● Records:
· · · · · · ·
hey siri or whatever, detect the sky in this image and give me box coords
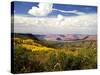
[11,1,97,35]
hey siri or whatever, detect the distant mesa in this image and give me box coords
[42,34,97,41]
[56,37,62,40]
[13,33,97,42]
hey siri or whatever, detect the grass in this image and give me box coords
[12,34,97,73]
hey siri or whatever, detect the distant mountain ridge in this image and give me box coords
[36,34,97,41]
[12,33,97,42]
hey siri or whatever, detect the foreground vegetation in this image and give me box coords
[12,34,97,73]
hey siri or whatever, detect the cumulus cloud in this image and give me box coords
[13,14,97,35]
[57,14,64,21]
[28,2,86,16]
[28,3,53,16]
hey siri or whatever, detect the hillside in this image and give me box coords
[12,33,97,49]
[12,33,97,73]
[13,34,56,52]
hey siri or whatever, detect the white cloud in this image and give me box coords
[13,14,97,35]
[28,3,53,16]
[53,9,86,15]
[57,14,64,21]
[28,2,86,17]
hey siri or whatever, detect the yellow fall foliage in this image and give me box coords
[14,38,55,52]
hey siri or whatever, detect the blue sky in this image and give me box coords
[11,1,97,17]
[12,1,97,35]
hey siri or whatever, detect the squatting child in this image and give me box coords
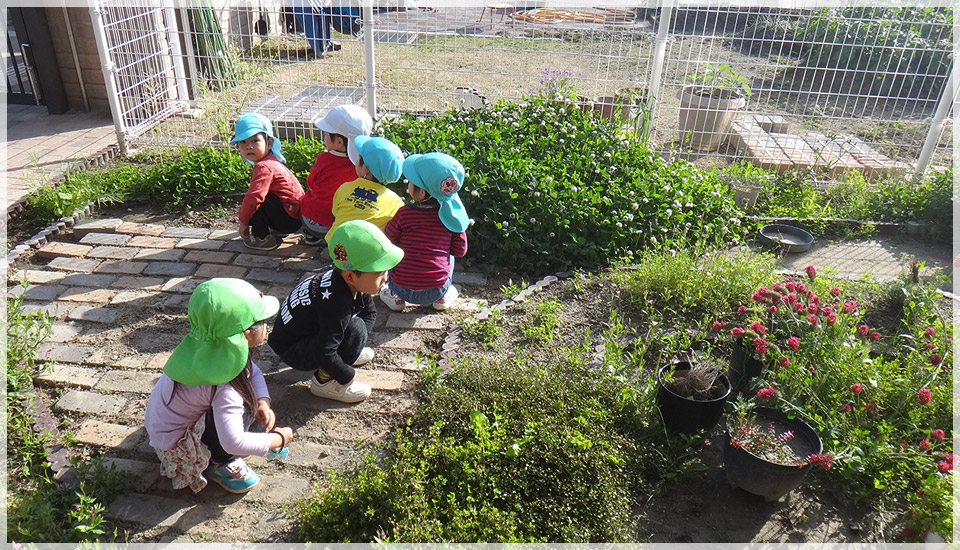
[231,113,304,251]
[145,278,294,494]
[324,135,405,243]
[268,220,403,403]
[299,104,373,245]
[380,152,469,311]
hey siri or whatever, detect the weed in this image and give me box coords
[461,311,503,349]
[520,300,563,343]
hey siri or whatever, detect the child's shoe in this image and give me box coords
[353,346,375,366]
[243,234,281,251]
[205,458,260,494]
[310,377,372,403]
[301,232,325,246]
[379,287,406,311]
[432,285,459,311]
· · · · · · ·
● The task:
The expected answer is the listing above, duplicated exactly, with its pictures removed.

● Task solution:
hey siri or whatever, detect the sky in this image and give me box coords
[11,1,97,35]
hey siri or whatever, detect the distant mesa in this image and give me box coords
[42,34,97,41]
[56,37,62,40]
[13,33,97,42]
hey siri or whatever, detect the grass in this image and give me box coords
[12,34,97,73]
hey siri or whatever, detect the distant mountain ridge in this image and give me box coords
[36,34,97,41]
[12,33,97,42]
hey siri or whatever, detect the foreground vegetation in this image and give me box coords
[12,34,97,73]
hey siri or whatever, detect the cumulus cloud in this image and give me box coords
[13,14,97,35]
[57,14,64,21]
[28,2,86,16]
[28,3,53,16]
hey siri or whatever, detect the hillside in this image and give me box coords
[12,33,97,49]
[12,33,97,73]
[13,34,56,52]
hey siri or whatever, detect the white cloud in this image and give me box coords
[13,14,97,35]
[28,3,53,16]
[53,9,86,15]
[57,14,64,21]
[28,2,86,17]
hey siri or whatever, detect the yellow fall foliage in this image and give me box coords
[14,38,55,52]
hey siri or whatever, detect the blue sky in this image and give me box coords
[11,1,97,17]
[12,1,97,35]
hey siri or whatever, detect the squatting child in this image and give me box coords
[231,113,304,251]
[145,278,294,494]
[324,135,405,243]
[268,220,403,403]
[299,104,373,245]
[380,152,469,311]
hey siri or whatever, detect the weed in this image and give me box coords
[461,311,503,349]
[520,300,563,343]
hey siri or whatever, detect the child's shoe in this image and give me box coords
[353,346,375,366]
[243,234,281,251]
[205,458,260,494]
[310,377,372,403]
[301,232,325,246]
[379,287,406,311]
[432,285,459,311]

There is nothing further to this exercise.